- [Document source]
Arrive un temps où on n’a plus le choix. Il faut déchirer la page ou la tourner. Il faut jeter les objets et ranger seuls les souvenirs dans les tiroirs invisibles d’un cœur gonflé.

Ce dimanche de fête des Mères, je le passerai à aider mes parents à mettre 50 ans de vie dans des petites boîtes. Une mer de souvenirs à classer sans s’y noyer.

Ils doivent « casser maison », comme on dit pour une nouvelle vie sans escaliers, plus près de leurs enfants, plus loin de leur vie d’avant.

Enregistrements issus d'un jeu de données
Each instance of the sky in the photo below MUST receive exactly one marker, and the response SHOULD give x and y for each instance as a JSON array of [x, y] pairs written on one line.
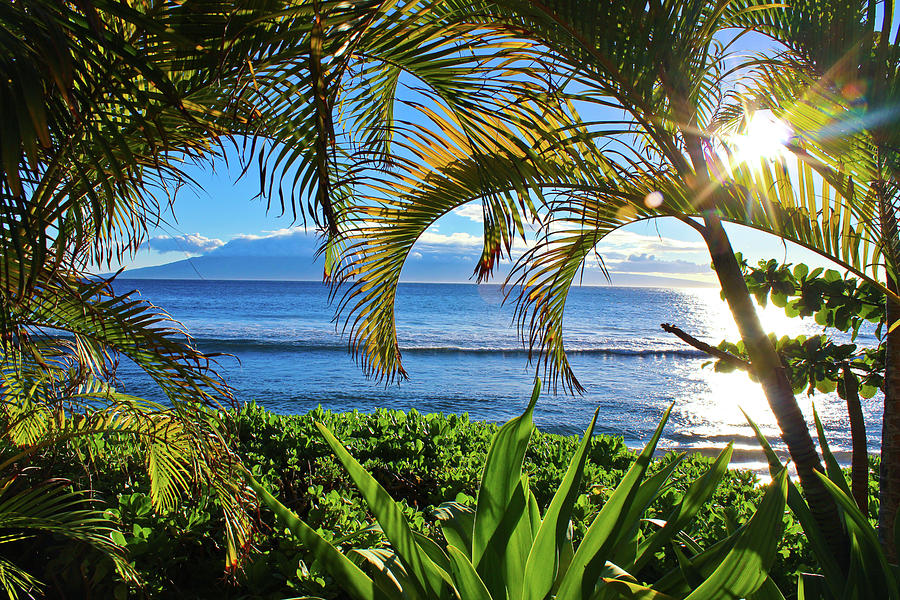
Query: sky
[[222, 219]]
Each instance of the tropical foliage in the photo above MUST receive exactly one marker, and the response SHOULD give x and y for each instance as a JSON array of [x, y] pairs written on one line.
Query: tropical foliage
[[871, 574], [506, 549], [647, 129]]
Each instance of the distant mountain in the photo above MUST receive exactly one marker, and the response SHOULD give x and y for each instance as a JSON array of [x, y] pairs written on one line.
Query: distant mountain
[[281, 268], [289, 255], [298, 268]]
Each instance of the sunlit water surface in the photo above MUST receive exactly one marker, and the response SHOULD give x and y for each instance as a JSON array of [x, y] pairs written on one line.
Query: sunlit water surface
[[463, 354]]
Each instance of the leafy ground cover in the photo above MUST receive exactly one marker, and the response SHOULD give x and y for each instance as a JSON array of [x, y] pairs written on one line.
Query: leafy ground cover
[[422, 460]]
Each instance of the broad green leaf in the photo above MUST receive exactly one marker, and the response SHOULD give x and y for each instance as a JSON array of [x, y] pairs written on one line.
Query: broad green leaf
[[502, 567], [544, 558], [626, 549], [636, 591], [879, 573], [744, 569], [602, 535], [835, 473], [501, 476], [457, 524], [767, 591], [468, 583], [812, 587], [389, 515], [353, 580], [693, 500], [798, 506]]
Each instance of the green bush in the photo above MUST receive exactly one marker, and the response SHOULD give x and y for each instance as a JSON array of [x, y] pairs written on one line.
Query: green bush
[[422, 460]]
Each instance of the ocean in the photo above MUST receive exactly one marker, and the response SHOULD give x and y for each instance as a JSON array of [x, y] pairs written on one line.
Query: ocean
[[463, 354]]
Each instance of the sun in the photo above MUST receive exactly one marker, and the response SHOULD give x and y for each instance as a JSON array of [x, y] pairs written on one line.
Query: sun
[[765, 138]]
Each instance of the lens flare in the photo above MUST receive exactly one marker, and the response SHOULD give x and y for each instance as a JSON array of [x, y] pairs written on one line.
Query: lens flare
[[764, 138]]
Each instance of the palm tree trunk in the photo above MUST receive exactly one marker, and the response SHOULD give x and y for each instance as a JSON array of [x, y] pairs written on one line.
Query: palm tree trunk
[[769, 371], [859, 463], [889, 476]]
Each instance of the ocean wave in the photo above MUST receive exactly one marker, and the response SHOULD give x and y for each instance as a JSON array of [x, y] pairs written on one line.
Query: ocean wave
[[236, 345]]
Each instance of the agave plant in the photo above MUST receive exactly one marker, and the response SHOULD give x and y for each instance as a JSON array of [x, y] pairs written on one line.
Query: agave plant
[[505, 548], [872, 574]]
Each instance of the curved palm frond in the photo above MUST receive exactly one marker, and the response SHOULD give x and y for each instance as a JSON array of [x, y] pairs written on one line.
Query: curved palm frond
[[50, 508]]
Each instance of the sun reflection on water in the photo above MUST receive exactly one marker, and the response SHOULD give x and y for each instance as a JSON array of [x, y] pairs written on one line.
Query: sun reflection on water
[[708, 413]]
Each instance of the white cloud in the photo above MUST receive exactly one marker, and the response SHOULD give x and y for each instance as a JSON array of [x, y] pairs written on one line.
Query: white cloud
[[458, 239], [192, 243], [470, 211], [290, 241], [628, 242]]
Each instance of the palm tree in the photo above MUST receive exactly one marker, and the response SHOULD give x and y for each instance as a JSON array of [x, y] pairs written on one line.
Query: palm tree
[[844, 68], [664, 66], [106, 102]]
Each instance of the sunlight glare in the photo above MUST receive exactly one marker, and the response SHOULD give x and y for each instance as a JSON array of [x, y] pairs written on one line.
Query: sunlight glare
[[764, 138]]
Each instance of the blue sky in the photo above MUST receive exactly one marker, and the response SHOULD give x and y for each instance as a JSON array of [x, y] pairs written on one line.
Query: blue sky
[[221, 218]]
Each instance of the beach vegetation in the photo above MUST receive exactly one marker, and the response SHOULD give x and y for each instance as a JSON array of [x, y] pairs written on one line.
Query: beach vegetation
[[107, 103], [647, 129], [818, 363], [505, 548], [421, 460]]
---
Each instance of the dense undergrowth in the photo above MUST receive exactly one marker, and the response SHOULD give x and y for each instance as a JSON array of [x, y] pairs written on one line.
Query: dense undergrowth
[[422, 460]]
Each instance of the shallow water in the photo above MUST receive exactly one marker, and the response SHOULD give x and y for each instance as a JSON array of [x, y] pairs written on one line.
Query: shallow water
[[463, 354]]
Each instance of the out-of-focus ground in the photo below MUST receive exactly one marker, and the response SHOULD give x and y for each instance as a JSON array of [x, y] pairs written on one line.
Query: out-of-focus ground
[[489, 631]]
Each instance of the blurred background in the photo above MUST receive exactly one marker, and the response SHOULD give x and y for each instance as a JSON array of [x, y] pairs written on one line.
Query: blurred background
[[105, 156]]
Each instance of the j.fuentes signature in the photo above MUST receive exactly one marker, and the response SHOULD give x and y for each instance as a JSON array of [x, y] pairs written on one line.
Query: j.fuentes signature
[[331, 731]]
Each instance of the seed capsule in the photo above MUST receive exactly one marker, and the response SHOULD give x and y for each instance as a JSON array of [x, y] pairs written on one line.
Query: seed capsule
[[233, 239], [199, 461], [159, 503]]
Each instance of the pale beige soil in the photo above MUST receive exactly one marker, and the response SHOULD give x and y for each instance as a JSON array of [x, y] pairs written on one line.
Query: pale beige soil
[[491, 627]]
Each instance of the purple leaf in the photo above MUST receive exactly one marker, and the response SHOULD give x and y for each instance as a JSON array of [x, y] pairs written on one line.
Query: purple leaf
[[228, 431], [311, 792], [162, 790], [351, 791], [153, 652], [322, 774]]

- [Consigne 1]
Répondez aux questions suivantes à partir du document source.
(a) Quel jour le narrateur passera-t-il à aider ses parents ?
(b) Combien d'années de vie faut-il mettre dans des petites boîtes ?
(c) Quelle expression est employée pour désigner ce que les parents doivent faire ?
- [Consigne 2] Reformulez sous forme de liste le paragraphe du document source commençant par « Ils doivent « casser maison » », en conservant ses informations principales.
- [Consigne 3] Prolongez le texte sur le départ des parents de leur maison à partir de sa dernière phrase.

- [Réponse 1]
(a) Le dimanche de la fête des Mères.
(b) 50 ans.
(c) « casser maison ».

- [Réponse 2]
Les parents doivent « casser maison » pour une nouvelle vie :
- sans escaliers ;
- plus près de leurs enfants ;
- plus loin de leur vie d'avant.

- [Réponse 3]
Le bas de triplex de mon enfance est devenu un entrepôt de souvenirs. Le sous-sol est devenu à la fois un centre de tri, un antiquaire et un bazar géant. Les chandails que je portais ado, ma vieille chaîne stéréo à cassettes, mes travaux de l’école secondaire, des souvenirs ramenés de la Syrie natale de ma mère ou du Sénégal natal de mon père… On jette, on donne, on recycle, on lègue. Et on réalise au passage que l’on a assez de vaisselle pour organiser un banquet pour toute la ville de Montréal.

Les objets m’importent moins que les histoires oubliées qu’ils racontent. J’ai retrouvé dans la bibliothèque familiale un vieil Assimil russe des années 1950 qui appartenait à ma mère. « T’as appris le russe ? »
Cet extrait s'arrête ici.